__Written request 1__. Quote the passage from the article on the Anterix spectrum sale, starting with "San Diego Gas & Electric bought" and going on through "whopping $50 million.".

__Quoted text__.
--------------------

San Diego Gas & Electric bought Anterix's 900MHz spectrum for around $2.31 per MHz-POP, a price that reflects the growing value around the private wireless sector.

Mike Dano

February 16, 2021

4 Min Read
Why the Anterix-SDG&E private wireless deal is raising eyebrows

Anterix on Tuesday announced it would sell around 6MHz of spectrum in the 900MHz band covering 3.6 million people to San Diego Gas & Electric (SDG&E), a subsidiary of utility giant Sempra Energy, for a whopping $50 million.

That price tag signals a number of important elements in the US wireless industry, including the value that utilities are increasingly placing on private wireless LTE networks.

The sum is so high that the financial analysts at B. Riley Securities suggested Anterix's nationwide 900MHz spectrum holdings might be worth more than double – $2.7 billion – the $1.3 billion they had initially calculated.

"Spectrum is a very scarce asset," Anterix CEO Rob Schwartz asserted during a conference call with analysts Tuesday, adding that the new deal "further demonstrates the growing demand for lowband private LTE networks by utilities to solve mission-critical use cases."

A network to prevent wildfires

As noted by FierceWireless, SDG&E is moving forward with an initial LTE deployment with vendor Nokia in its CBRS spectrum holdings in order to evaluate the possibility of a wider private wireless effort. SDG&E was one of almost a dozen utilities that purchased spectrum in the FCC's CBRS spectrum auction this summer; the company spent around $21 million on licenses across California.

Now, SDG&E will be able to add Anterix's 900MHz spectrum to the mix as well.

--------------------

__Information given__.
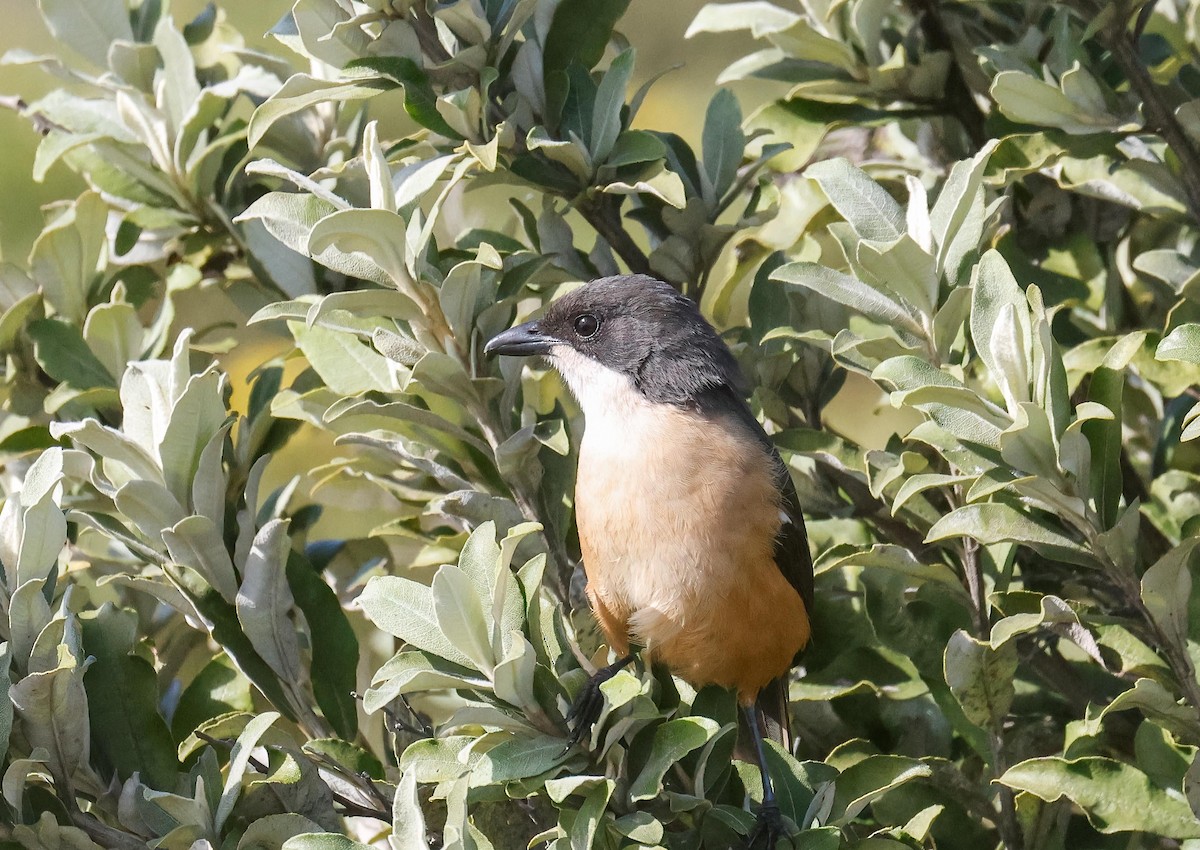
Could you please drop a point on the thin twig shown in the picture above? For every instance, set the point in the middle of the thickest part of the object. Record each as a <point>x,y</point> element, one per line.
<point>1159,114</point>
<point>605,219</point>
<point>958,94</point>
<point>349,807</point>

--------------------

__Written request 2__. Print every one of the rows above word for word, leaving the pictures out.

__Full response 1__.
San Diego Gas & Electric bought Anterix's 900MHz spectrum for around $2.31 per MHz-POP, a price that reflects the growing value around the private wireless sector.

Mike Dano

February 16, 2021

4 Min Read
Why the Anterix-SDG&E private wireless deal is raising eyebrows

Anterix on Tuesday announced it would sell around 6MHz of spectrum in the 900MHz band covering 3.6 million people to San Diego Gas & Electric (SDG&E), a subsidiary of utility giant Sempra Energy, for a whopping $50 million.

__Full response 2__.
Could you please drop a point on the thin twig shown in the picture above? For every instance, set the point in the middle of the thickest part of the object. Record each as a <point>x,y</point> element, one per line.
<point>1159,114</point>
<point>605,219</point>
<point>958,94</point>
<point>349,807</point>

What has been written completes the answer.